• **Source text**:
__________________________________________________

[前][次][番号順一覧][スレッド一覧]

ruby-changes:11840

From: matz <ko1@a...>
Date: Wed, 20 May 2009 13:44:53 +0900 (JST)
Subject: [ruby-changes:11840] Ruby:r23495 (trunk): * encoding.c (rb_enc_fast_mbclen): faster mbclen for strings known

matz	2009-05-20 13:44:36 +0900 (Wed, 20 May 2009)

  New Revision: 23495

  http://svn.ruby-lang.org/cgi-bin/viewvc.cgi?view=rev&revision=23495

  Log:
    * encoding.c (rb_enc_fast_mbclen): faster mbclen for strings known
      to be valid.
    * string.c (enc_strlen): coderange specified version of
      rb_enc_strlen().  use rb_enc_fast_mbclen() if coderange is 7bit
      or valid.
    
    * string.c (str_gsub): use rb_enc_fast_mbclen().
    
    * string.c (rb_str_reverse, rb_str_split_m, rb_str_each_char,
      scan_once): ditto.

  Modified files:
    trunk/ChangeLog
    trunk/encoding.c
    trunk/include/ruby/encoding.h
    trunk/string.c

Index: encoding.c
===================================================================
--- encoding.c	(revision 23494)
+++ encoding.c	(revision 23495)
@@ -727,6 +727,12 @@
 }
 
 int
+rb_enc_fast_mbclen(const char *p, const char *e, rb_encoding *enc)
+{
+    return ONIGENC_MBC_ENC_LEN(enc, (UChar*)p, (UChar*)e);
+}
+
+int
 rb_enc_mbclen(const char *p, const char *e, rb_encoding *enc)
 {
     int n = ONIGENC_PRECISE_MBC_ENC_LEN(enc, (UChar*)p, (UChar*)e);
Index: include/ruby/encoding.h
===================================================================
--- include/ruby/encoding.h	(revision 23494)
+++ include/ruby/encoding.h	(revision 23495)
@@ -112,6 +112,9 @@
 /* -> mbclen (no error notification: 0 < ret <= e-p, no exception) */
 int rb_enc_mbclen(const char *p, const char *e, rb_encoding *enc);
 
+/* -> mbclen (only for valid encoding) */
+int rb_enc_fast_mbclen(const char *p, const char *e, rb_encoding *enc);
+
 /* -> chlen, invalid or needmore */
 int rb_enc_precise_mbclen(const char *p, const char *e, rb_encoding *enc);
 #define MBCLEN_CHARFOUND_P(ret)     ONIGENC_MBCLEN_CHARFOUND_P(ret)
Index: ChangeLog
===================================================================
--- ChangeLog	(revision 23494)
+++ ChangeLog	(revision 23495)
@@ -1,3 +1,17 @@
+Wed May 20 06:25:29 2009  Yukihiro Matsumoto  <matz@r...>
+
+	* encoding.c (rb_enc_fast_mbclen): faster mbclen for strings known
+	  to be valid.

__________________________________________________

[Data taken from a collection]

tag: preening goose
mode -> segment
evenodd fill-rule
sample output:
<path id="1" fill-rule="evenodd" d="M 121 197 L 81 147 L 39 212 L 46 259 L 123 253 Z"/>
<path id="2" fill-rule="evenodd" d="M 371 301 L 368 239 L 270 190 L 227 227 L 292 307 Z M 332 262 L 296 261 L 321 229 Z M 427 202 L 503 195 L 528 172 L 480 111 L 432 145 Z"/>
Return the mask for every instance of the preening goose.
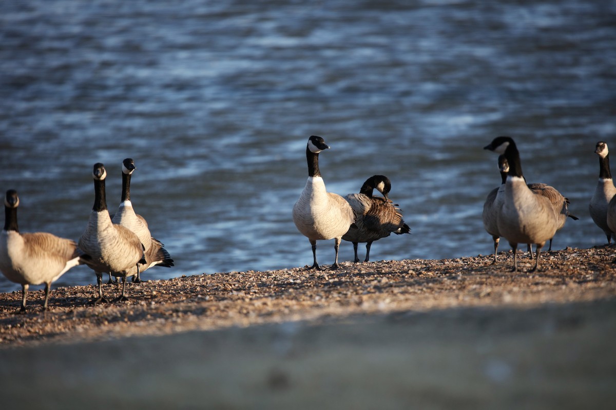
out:
<path id="1" fill-rule="evenodd" d="M 594 153 L 599 156 L 599 181 L 597 181 L 594 194 L 588 205 L 588 210 L 593 221 L 605 233 L 607 237 L 607 243 L 610 244 L 612 239 L 616 240 L 616 234 L 614 234 L 616 231 L 613 231 L 607 224 L 607 208 L 610 201 L 616 195 L 616 187 L 614 187 L 612 173 L 610 171 L 607 144 L 602 141 L 597 143 Z"/>
<path id="2" fill-rule="evenodd" d="M 505 172 L 505 175 L 509 172 L 509 164 L 507 162 L 507 160 L 505 159 L 503 156 L 499 157 L 499 161 L 500 161 L 501 172 Z M 533 194 L 535 195 L 540 195 L 543 197 L 545 197 L 548 200 L 549 200 L 550 203 L 552 204 L 552 207 L 554 208 L 554 211 L 556 213 L 557 217 L 558 219 L 558 227 L 556 229 L 556 231 L 559 231 L 562 229 L 565 226 L 565 223 L 567 222 L 567 218 L 570 218 L 573 221 L 577 221 L 578 217 L 569 213 L 569 199 L 566 197 L 562 195 L 558 190 L 554 188 L 553 186 L 548 185 L 547 184 L 543 183 L 534 183 L 534 184 L 527 184 L 527 186 L 529 189 L 532 191 Z M 552 240 L 554 238 L 549 239 L 549 248 L 548 249 L 548 251 L 552 250 Z M 530 258 L 532 258 L 532 250 L 531 248 L 531 244 L 528 244 L 528 250 Z"/>
<path id="3" fill-rule="evenodd" d="M 320 136 L 313 135 L 306 146 L 308 180 L 293 206 L 293 222 L 312 246 L 314 262 L 309 269 L 320 269 L 317 262 L 317 241 L 334 239 L 336 258 L 331 269 L 338 268 L 338 248 L 342 235 L 355 221 L 351 205 L 343 197 L 328 192 L 318 169 L 318 153 L 329 148 Z"/>
<path id="4" fill-rule="evenodd" d="M 173 259 L 160 241 L 152 237 L 148 223 L 145 219 L 135 213 L 131 202 L 131 176 L 137 169 L 135 162 L 127 158 L 122 162 L 122 202 L 118 211 L 113 215 L 111 222 L 121 225 L 134 232 L 144 245 L 145 264 L 139 264 L 127 272 L 132 275 L 133 282 L 140 282 L 141 273 L 152 266 L 173 266 Z M 134 271 L 134 272 L 133 272 Z"/>
<path id="5" fill-rule="evenodd" d="M 6 191 L 4 228 L 0 235 L 0 270 L 9 280 L 22 285 L 22 312 L 26 310 L 30 285 L 44 283 L 43 310 L 47 310 L 51 283 L 73 266 L 86 263 L 88 256 L 70 239 L 47 232 L 20 234 L 18 206 L 17 191 Z"/>
<path id="6" fill-rule="evenodd" d="M 147 263 L 139 237 L 121 225 L 111 223 L 105 199 L 107 176 L 103 164 L 94 164 L 94 206 L 79 240 L 79 247 L 92 258 L 88 265 L 96 274 L 99 297 L 94 301 L 95 304 L 105 301 L 102 290 L 103 272 L 122 278 L 122 294 L 117 300 L 123 301 L 126 299 L 126 277 L 137 274 L 138 263 Z"/>
<path id="7" fill-rule="evenodd" d="M 375 189 L 384 198 L 373 196 Z M 372 242 L 389 236 L 392 232 L 397 235 L 410 234 L 410 228 L 404 223 L 402 214 L 387 197 L 391 190 L 391 183 L 384 175 L 373 175 L 368 178 L 360 189 L 359 194 L 349 194 L 344 198 L 355 211 L 357 228 L 349 228 L 342 239 L 353 243 L 354 262 L 357 257 L 357 243 L 366 242 L 366 258 L 370 260 Z"/>
<path id="8" fill-rule="evenodd" d="M 558 228 L 558 215 L 548 198 L 533 194 L 526 184 L 520 154 L 511 137 L 497 137 L 484 149 L 503 155 L 509 163 L 503 206 L 498 212 L 497 224 L 498 232 L 507 240 L 513 251 L 513 270 L 517 270 L 517 244 L 535 243 L 537 259 L 531 272 L 535 271 L 539 266 L 541 248 L 546 241 L 554 237 Z"/>
<path id="9" fill-rule="evenodd" d="M 488 194 L 484 203 L 484 211 L 481 214 L 482 219 L 484 222 L 484 227 L 486 232 L 492 235 L 492 240 L 494 241 L 494 260 L 493 264 L 496 262 L 496 254 L 498 251 L 498 242 L 500 240 L 500 233 L 498 231 L 498 211 L 503 206 L 503 200 L 505 198 L 505 186 L 507 181 L 507 172 L 509 171 L 509 166 L 506 163 L 506 160 L 503 156 L 498 156 L 498 168 L 501 174 L 501 185 L 498 186 Z"/>

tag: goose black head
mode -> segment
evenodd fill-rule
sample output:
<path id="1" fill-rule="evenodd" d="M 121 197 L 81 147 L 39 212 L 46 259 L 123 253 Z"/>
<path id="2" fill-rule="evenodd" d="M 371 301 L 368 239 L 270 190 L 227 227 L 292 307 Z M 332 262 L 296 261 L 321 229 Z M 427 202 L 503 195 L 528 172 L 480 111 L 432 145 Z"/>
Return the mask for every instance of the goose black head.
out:
<path id="1" fill-rule="evenodd" d="M 308 138 L 308 150 L 313 154 L 318 154 L 329 148 L 330 146 L 325 144 L 325 141 L 320 136 L 312 135 Z"/>
<path id="2" fill-rule="evenodd" d="M 94 170 L 92 171 L 92 176 L 97 181 L 103 181 L 107 176 L 107 171 L 105 169 L 105 165 L 100 162 L 94 164 Z"/>
<path id="3" fill-rule="evenodd" d="M 385 199 L 389 199 L 387 195 L 391 191 L 391 182 L 389 178 L 384 175 L 375 175 L 372 177 L 372 181 L 376 191 L 381 192 Z"/>
<path id="4" fill-rule="evenodd" d="M 132 158 L 127 158 L 122 161 L 122 172 L 124 173 L 130 175 L 136 169 L 135 162 L 132 160 Z"/>
<path id="5" fill-rule="evenodd" d="M 509 146 L 514 148 L 516 146 L 513 138 L 510 136 L 497 136 L 492 140 L 492 142 L 484 147 L 484 149 L 489 149 L 502 155 Z"/>
<path id="6" fill-rule="evenodd" d="M 596 147 L 595 147 L 594 153 L 601 158 L 607 157 L 607 154 L 609 154 L 609 151 L 607 149 L 607 144 L 602 141 L 599 141 L 597 143 Z"/>

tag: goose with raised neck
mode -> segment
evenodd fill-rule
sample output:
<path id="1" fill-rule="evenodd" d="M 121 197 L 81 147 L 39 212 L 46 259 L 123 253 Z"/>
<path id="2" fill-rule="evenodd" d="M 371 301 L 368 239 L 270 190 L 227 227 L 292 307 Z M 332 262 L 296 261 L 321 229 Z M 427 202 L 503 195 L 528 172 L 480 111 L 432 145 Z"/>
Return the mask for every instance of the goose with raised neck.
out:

__________________________________________________

• **Work to complete**:
- A) Render the sentence "use rb_enc_fast_mbclen() if coderange is 7bit or valid." from the Ruby commit notice in French.
- B) Carry on the Ruby commit notice from the point at which it stops.
This material was drawn from a separate source.

• **Results for each task**:
- A) utiliser rb_enc_fast_mbclen() si le coderange est 7bit ou valide.

- B)
+
+	* string.c (enc_strlen): coderange specified version of
+	  rb_enc_strlen().  use rb_enc_fast_mbclen() if coderange is 7bit
+	  or valid.
+
+	* string.c (str_gsub): use rb_enc_fast_mbclen().
+
+	* string.c (rb_str_reverse, rb_str_split_m, rb_str_each_char,
+	  scan_once): ditto.
+
 Wed May 20 06:20:05 2009  Yukihiro Matsumoto  <matz@r...>
 
 	* lib/tempfile.rb (Tempfile#unlink): close first for Windows.  a
Index: string.c
===================================================================
--- string.c	(revision 23494)
+++ string.c	(revision 23495)
@@ -851,8 +851,8 @@
     return str;
 }
 
-long
-rb_enc_strlen(const char *p, const char *e, rb_encoding *enc)
+static inline long
+enc_strlen(const char *p, const char *e, rb_encoding *enc, int cr)
 {
     long c;
     const char *q;
@@ -862,17 +862,32 @@
     }
     else if (rb_enc_asciicompat(enc)) {
         c = 0;
-        while (p < e) {
-            if (ISASCII(*p)) {
-                q = search_nonascii(p, e);
-                if (!q)
-                    return c + (e - p);
-                c += q - p;
-                p = q;
-            }
-            p += rb_enc_mbclen(p, e, enc);
-            c++;
-        }
+	if (cr == ENC_CODERANGE_7BIT || cr == ENC_CODERANGE_VALID) {
+	    while (p < e) {
+		if (ISASCII(*p)) {
+		    q = search_nonascii(p, e);
+		    if (!q)
+			return c + (e - p);
+		    c += q - p;
+		    p = q;
+		}
+		p += rb_enc_fast_mbclen(p, e, enc);
+		c++;
+	    }
+	}
+	else {
+	    while (p < e) {
+		if (ISASCII(*p)) {
+		    q = search_nonascii(p, e);
+		    if (!q)
+			return c + (e - p);
+		    c += q - p;
+		    p = q;
+		}
+		p += rb_enc_mbclen(p, e, enc);
+		c++;
+	    }
+	}
         return c;
     }
 
@@ -883,6 +898,12 @@
 }
 
 long
+rb_enc_strlen(const char *p, const char *e, rb_encoding *enc)
+{
+    return enc_strlen(p, e, enc, ENC_CODERANGE_UNKNOWN);
+}
+
+long
 rb_enc_strlen_cr(const char *p, const char *e, rb_encoding *enc, int *cr)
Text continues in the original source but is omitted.